* REQUEST 1: Using the transcript below, explain in one to three sentences why work that treats oceanography as one part of a larger body of research tends to be done at universities rather than at the centres.

* PASSAGE GIVEN:
-- Start --

Q92 Chairman: I can understand, in terms of the competitive bidding for funding, that there is a tension there. The Committee is trying to find out how you collaborate with the institutes directly; do they ever come to you for support, in terms of research work, or do you ever make a joint bid with an institute for a research project? How does that operate, or does that just not happen?

Professor Henderson: I think that it happens; it could happen more, but I think both of those examples that you have made do happen. There is dialogue between the institutes and the university sector and bids are made, but bids are not made generally through the strategic routes within there.

Q93 Chairman: How would you describe the research which is going on within the university sector, in terms of marine science? I do not mean in terms of quality, I am interested in the areas. Which areas are the universities specialising in, which is not happening within the centres?

Professor Henderson: I suppose one area which I would draw out from this morning's discussion, where perhaps there is a little bit of a difference, is that the universities tend to be more interdisciplinary, so there is more work in areas such as climates, for instance, than there is in some of the centres. That means that work where oceanography is a component part of a larger body of research is often pursued at universities and not in the centres.

Q94 Chairman: In terms of funding, other than from the research councils, where are you getting your funding from, where are the other big sources of funding for the university sector?

Professor Henderson: For oceanic research, those other sources of funding are small, basically. We get some money through charitable organisations, the Leverhulme Foundation, other charitable organisations contribute some money, but for marine research the funding opportunities are quite small outside the research councils.

Q95 Chairman: What about the European Framework Programme, so the European Research Council, is that an area of funding which is open to you?

Professor Henderson: Yes; that is true. I would have called that a research council; it depends whether you mean within Britain or whether you mean rather more generally. I think that EU money is available and there are some very successful EU programmes which work in the marine sector and involving university scientists.

Q96 Chairman: Are the European Framework Programmes - if you take Framework 6, for instance, or even the new Framework 7 Programme - separate from the European Research Council; are there programmes available there to bid into?

Professor Henderson: There are; relatively few and they have the problems of the strength, depending on which way you look at it, but the sheer size of the typical consortia that are required at European level, they are normally looking for very large groups of people. That is a good format to do really targeted research in a few areas and I think the EU is very successful at doing that, but it funds very specific areas of ocean marine science.

-- End --

* RECORDED DATA:
-- Start --

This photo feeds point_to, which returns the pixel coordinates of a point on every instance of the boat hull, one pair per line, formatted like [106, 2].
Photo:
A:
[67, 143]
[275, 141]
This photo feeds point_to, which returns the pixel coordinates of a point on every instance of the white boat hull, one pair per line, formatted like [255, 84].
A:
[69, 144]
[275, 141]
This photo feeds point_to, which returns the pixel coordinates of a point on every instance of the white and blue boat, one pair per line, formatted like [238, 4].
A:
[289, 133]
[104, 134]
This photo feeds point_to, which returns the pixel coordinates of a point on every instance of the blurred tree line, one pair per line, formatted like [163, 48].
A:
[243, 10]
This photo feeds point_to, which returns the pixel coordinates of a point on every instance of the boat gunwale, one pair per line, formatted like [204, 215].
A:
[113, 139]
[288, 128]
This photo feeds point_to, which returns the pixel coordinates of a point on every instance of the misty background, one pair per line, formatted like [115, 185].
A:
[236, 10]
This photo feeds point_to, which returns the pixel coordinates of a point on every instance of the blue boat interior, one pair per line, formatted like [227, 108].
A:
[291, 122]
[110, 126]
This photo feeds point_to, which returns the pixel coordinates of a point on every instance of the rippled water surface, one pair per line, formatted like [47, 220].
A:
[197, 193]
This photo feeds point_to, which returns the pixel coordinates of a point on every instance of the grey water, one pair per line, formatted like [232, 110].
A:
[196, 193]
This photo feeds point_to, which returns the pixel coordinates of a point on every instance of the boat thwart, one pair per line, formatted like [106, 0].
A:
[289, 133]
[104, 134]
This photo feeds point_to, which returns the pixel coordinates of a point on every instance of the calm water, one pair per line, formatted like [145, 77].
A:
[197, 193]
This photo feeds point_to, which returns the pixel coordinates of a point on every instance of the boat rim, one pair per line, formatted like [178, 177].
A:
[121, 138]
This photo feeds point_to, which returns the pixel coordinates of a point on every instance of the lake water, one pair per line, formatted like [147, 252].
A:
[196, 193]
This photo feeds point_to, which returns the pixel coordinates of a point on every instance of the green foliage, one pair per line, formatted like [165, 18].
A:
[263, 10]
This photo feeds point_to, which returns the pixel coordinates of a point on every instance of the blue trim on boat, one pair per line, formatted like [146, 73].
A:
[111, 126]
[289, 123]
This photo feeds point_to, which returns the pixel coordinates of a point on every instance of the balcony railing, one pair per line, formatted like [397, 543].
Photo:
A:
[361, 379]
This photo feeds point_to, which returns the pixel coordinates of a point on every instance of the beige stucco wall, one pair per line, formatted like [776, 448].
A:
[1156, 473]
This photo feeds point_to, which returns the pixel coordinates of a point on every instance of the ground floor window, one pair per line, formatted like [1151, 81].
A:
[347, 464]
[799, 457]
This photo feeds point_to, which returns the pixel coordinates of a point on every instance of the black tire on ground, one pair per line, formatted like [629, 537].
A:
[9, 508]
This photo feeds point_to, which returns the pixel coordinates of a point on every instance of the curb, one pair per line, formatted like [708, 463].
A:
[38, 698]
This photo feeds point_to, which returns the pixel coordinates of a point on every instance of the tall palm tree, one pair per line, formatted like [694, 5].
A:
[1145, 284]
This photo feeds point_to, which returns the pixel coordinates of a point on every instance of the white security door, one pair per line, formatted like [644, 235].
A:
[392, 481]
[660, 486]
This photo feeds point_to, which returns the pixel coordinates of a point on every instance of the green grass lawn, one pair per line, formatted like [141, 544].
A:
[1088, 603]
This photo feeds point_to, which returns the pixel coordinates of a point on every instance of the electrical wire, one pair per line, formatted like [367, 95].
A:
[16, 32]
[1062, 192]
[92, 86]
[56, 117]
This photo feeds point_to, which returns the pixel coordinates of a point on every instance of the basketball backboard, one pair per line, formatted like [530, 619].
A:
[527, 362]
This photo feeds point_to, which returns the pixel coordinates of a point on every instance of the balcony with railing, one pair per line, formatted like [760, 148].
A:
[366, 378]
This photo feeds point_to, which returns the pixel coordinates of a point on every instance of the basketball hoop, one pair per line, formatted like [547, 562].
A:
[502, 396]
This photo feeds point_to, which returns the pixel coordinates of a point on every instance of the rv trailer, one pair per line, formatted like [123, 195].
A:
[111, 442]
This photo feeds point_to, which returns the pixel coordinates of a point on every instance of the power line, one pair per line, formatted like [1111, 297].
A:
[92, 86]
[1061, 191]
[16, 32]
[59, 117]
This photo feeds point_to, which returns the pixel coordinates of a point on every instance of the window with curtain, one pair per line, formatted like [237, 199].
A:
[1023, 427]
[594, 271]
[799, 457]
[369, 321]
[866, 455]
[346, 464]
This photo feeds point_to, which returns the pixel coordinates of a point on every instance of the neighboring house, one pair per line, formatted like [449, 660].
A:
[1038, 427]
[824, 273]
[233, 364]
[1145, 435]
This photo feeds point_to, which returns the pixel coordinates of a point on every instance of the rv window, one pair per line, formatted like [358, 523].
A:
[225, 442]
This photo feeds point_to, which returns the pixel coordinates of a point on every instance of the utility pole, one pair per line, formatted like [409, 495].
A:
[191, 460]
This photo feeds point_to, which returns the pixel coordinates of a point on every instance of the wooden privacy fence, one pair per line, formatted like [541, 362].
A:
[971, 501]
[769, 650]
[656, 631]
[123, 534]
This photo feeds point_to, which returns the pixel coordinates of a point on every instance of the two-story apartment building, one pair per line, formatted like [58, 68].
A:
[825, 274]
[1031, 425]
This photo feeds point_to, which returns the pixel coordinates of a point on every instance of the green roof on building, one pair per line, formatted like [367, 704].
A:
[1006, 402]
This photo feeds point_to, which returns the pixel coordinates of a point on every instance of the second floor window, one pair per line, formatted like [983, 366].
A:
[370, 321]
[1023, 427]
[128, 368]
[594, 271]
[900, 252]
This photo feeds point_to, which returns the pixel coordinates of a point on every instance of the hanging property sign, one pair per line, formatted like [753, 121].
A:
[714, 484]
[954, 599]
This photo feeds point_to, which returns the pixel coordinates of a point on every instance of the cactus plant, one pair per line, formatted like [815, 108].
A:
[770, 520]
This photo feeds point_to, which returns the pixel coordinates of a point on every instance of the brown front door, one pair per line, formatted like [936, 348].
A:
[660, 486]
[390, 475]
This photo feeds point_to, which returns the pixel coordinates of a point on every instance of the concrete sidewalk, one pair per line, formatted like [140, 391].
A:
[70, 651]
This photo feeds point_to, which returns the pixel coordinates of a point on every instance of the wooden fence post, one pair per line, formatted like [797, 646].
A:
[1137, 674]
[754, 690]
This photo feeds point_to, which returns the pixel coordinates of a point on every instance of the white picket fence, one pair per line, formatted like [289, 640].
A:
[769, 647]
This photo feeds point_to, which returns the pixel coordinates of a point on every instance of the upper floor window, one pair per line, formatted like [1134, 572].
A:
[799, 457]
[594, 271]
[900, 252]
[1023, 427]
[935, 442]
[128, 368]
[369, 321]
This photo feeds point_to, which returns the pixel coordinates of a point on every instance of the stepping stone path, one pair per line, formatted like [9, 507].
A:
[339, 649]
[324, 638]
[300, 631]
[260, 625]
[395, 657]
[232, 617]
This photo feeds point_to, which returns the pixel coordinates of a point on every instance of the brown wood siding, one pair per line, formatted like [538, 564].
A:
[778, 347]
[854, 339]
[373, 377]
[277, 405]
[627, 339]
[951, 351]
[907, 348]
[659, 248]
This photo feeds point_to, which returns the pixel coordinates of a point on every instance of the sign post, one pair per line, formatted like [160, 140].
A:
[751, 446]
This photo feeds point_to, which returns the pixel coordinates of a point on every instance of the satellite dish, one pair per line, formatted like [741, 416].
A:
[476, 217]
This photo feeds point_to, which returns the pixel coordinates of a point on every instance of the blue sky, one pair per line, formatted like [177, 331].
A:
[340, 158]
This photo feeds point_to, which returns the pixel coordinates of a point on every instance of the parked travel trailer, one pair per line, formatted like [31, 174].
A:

-- End --

* REQUEST 2: Pull out each line of the records above that contains the string "green", keeping only matches with the same case.

* EXERCISE OUTPUT 1: Universities tend to be more interdisciplinary than the centres, so they do more work in broad areas such as climate. Because of that, research where oceanography is only one component is often pursued at universities and not in the centres.

* EXERCISE OUTPUT 2:
This photo feeds point_to, which returns the pixel coordinates of a point on every instance of the green foliage, one pair per line, formatted like [165, 18].
This photo feeds point_to, which returns the pixel coordinates of a point on every instance of the green grass lawn, one pair per line, formatted like [141, 544].
This photo feeds point_to, which returns the pixel coordinates of a point on every instance of the green roof on building, one pair per line, formatted like [367, 704].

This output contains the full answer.